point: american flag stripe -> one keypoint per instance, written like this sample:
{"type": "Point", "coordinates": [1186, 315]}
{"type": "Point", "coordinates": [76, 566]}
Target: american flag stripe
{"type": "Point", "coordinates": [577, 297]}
■ ■ ■ ■
» STATED GOAL
Lay out the records above as a Markdown table with two columns, Row and Line. Give each non-blank line its own numbered row.

» SOLUTION BELOW
| Row | Line |
|---|---|
| 1 | point: american flag stripe -> one keypoint per instance, written like this sample: |
| 2 | {"type": "Point", "coordinates": [1186, 315]} |
| 3 | {"type": "Point", "coordinates": [76, 566]} |
| 4 | Target: american flag stripe |
| 5 | {"type": "Point", "coordinates": [577, 297]} |